(Dataset excerpts)
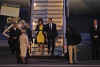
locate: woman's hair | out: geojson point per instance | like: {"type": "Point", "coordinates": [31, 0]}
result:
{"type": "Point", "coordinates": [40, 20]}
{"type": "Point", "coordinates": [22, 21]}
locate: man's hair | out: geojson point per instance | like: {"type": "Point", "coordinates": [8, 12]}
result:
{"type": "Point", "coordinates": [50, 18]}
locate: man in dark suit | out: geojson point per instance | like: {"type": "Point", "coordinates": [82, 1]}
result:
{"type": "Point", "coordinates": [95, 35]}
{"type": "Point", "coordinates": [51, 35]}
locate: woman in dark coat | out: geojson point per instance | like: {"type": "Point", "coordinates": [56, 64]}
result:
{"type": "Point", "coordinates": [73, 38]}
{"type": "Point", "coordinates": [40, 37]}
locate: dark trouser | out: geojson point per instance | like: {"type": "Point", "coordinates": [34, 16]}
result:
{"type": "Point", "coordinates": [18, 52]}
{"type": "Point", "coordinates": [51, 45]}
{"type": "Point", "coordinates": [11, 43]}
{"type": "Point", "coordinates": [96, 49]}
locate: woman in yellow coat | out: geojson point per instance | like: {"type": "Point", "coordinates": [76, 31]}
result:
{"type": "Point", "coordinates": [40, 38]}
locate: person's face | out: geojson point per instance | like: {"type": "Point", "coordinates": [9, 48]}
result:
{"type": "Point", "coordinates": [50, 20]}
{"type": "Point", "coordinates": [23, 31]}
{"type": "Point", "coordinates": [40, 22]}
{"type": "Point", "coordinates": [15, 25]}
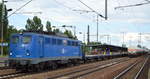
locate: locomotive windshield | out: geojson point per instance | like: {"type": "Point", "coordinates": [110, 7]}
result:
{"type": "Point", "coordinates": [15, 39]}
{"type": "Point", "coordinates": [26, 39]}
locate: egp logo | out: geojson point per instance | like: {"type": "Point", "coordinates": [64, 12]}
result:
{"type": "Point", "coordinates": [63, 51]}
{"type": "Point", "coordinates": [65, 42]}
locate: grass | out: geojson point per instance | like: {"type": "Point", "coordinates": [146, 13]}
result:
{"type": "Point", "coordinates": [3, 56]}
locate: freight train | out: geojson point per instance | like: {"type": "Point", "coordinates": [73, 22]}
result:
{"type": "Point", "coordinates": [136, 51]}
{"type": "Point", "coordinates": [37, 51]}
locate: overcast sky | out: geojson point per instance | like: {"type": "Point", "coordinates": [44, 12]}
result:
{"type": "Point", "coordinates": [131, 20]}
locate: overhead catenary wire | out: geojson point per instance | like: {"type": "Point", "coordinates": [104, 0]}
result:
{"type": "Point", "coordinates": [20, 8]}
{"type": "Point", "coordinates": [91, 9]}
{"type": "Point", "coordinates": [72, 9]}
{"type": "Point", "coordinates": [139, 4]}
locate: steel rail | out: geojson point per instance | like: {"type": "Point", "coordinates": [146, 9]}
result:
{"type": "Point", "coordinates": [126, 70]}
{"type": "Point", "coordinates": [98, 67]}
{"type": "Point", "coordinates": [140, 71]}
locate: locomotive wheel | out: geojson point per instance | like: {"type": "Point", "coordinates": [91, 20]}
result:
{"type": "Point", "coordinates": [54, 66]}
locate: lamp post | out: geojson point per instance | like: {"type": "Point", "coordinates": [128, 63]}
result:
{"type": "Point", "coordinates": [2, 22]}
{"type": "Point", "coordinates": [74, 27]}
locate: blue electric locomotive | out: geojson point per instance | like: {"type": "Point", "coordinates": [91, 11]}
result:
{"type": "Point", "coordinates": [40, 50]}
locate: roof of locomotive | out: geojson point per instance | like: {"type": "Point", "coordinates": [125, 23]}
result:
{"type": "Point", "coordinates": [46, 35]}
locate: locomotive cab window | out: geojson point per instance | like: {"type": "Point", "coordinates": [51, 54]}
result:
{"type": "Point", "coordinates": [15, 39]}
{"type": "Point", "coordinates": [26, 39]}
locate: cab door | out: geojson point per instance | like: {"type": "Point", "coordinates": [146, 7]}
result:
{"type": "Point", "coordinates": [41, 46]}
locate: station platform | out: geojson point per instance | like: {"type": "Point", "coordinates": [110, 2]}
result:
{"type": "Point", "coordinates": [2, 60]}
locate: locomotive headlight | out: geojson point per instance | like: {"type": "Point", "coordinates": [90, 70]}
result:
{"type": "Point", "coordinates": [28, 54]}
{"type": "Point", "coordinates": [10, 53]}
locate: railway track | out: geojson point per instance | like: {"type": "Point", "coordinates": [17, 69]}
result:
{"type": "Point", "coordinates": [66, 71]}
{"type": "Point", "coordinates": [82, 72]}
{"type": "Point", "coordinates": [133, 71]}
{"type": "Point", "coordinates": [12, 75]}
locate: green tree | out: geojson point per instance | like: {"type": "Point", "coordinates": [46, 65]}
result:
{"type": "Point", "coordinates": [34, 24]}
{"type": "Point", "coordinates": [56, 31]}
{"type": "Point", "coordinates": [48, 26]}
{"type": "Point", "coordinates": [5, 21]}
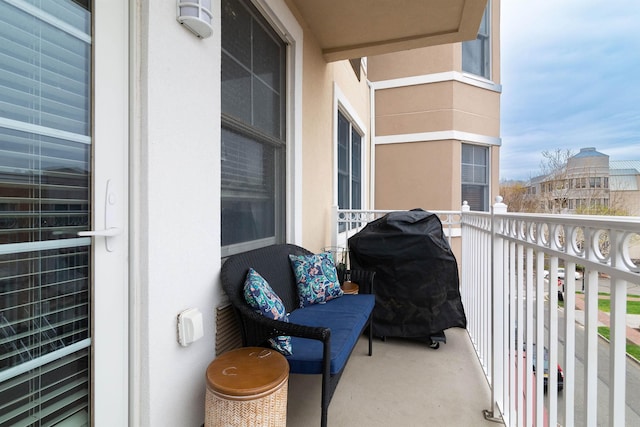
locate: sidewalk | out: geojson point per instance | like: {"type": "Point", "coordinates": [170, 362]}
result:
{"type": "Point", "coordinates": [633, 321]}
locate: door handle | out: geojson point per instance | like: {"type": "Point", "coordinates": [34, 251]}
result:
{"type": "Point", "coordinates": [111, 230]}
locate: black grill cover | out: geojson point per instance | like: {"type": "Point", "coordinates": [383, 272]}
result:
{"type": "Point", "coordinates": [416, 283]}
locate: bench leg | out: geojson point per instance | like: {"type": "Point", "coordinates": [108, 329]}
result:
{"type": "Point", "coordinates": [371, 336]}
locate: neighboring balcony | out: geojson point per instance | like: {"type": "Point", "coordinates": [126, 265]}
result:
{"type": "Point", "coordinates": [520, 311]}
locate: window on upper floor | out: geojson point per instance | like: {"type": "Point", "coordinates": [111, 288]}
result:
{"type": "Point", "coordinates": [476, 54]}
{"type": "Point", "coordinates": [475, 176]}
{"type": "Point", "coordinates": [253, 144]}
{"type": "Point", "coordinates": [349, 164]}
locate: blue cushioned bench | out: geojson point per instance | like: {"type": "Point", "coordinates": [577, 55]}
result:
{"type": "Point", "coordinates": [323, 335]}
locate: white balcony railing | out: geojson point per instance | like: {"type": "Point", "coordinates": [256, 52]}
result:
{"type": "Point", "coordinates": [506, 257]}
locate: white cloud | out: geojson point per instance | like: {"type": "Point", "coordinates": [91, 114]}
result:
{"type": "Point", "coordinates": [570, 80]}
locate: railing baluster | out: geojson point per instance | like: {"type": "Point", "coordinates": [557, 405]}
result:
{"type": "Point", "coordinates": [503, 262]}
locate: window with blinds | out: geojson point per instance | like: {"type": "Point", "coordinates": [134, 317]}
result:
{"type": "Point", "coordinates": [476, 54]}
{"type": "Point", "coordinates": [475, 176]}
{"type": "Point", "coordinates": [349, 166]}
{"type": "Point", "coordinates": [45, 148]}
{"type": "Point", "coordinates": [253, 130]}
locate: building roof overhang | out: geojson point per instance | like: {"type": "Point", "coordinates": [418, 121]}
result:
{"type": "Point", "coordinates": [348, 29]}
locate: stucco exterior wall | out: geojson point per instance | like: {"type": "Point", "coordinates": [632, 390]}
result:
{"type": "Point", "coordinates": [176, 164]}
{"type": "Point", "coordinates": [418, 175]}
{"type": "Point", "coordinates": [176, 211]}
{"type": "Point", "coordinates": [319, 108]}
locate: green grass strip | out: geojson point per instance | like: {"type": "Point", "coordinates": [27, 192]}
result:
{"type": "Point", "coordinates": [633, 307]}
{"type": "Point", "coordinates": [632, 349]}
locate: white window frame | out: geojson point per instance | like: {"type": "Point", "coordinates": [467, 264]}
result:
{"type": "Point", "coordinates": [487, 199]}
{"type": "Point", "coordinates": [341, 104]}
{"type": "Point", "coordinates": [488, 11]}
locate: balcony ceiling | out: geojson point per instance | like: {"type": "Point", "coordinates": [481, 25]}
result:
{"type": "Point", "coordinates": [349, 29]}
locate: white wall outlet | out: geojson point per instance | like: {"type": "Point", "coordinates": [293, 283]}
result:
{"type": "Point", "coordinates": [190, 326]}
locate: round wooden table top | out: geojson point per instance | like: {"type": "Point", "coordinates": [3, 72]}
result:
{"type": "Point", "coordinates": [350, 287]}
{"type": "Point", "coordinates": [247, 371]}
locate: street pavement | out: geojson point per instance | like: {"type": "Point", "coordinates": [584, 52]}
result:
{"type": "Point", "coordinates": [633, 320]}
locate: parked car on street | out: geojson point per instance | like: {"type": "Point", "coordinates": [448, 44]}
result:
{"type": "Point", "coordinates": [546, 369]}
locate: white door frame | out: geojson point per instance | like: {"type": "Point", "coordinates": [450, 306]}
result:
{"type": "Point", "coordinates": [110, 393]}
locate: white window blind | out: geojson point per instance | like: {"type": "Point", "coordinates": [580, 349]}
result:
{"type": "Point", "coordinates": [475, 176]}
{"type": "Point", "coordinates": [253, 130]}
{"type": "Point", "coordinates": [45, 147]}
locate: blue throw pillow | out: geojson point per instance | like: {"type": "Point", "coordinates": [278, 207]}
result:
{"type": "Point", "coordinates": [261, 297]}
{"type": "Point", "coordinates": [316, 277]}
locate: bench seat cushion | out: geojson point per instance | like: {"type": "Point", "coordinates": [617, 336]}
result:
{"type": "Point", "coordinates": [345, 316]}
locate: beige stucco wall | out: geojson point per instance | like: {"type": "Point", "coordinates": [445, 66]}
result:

> **EXERCISE**
Output the lines of the records above exactly as they appear, from the line containing "locate: black grill" through the line containing "locate: stucco exterior".

> **ANSWER TO THIS EXERCISE**
locate: black grill cover | out: geojson point per instance | like: {"type": "Point", "coordinates": [383, 272]}
result:
{"type": "Point", "coordinates": [416, 283]}
locate: bench leg | out: geojson point per instance | like: {"type": "Point", "coordinates": [108, 329]}
result:
{"type": "Point", "coordinates": [371, 336]}
locate: neighboring balcony | out: geojson point per instance | like: {"type": "Point", "coordinates": [126, 265]}
result:
{"type": "Point", "coordinates": [520, 311]}
locate: window on upper floor | out: geojson point per instance | like: {"type": "Point", "coordinates": [111, 288]}
result:
{"type": "Point", "coordinates": [476, 54]}
{"type": "Point", "coordinates": [475, 176]}
{"type": "Point", "coordinates": [253, 144]}
{"type": "Point", "coordinates": [349, 164]}
locate: blue cushioned bench | out: geojson point per instance | like: {"type": "Point", "coordinates": [577, 55]}
result:
{"type": "Point", "coordinates": [323, 335]}
locate: white balcony railing | out: geojson point per instance | like: {"type": "Point", "coordinates": [256, 52]}
result:
{"type": "Point", "coordinates": [506, 257]}
locate: white cloud | out: geojson point per instance | like: {"type": "Point", "coordinates": [91, 114]}
result:
{"type": "Point", "coordinates": [570, 80]}
locate: railing baluster | out: geojson point per instance | like: {"type": "Point", "coordinates": [557, 405]}
result:
{"type": "Point", "coordinates": [503, 262]}
locate: window with blinds | out: geojson point per instance | like: {"type": "Point", "coordinates": [134, 317]}
result:
{"type": "Point", "coordinates": [476, 54]}
{"type": "Point", "coordinates": [475, 176]}
{"type": "Point", "coordinates": [349, 166]}
{"type": "Point", "coordinates": [45, 148]}
{"type": "Point", "coordinates": [253, 130]}
locate: building roof overhang | out: geojson point per instance | like: {"type": "Point", "coordinates": [418, 121]}
result:
{"type": "Point", "coordinates": [348, 29]}
locate: stucco exterior wall | out: geojson point per instance | like: {"type": "Point", "coordinates": [632, 390]}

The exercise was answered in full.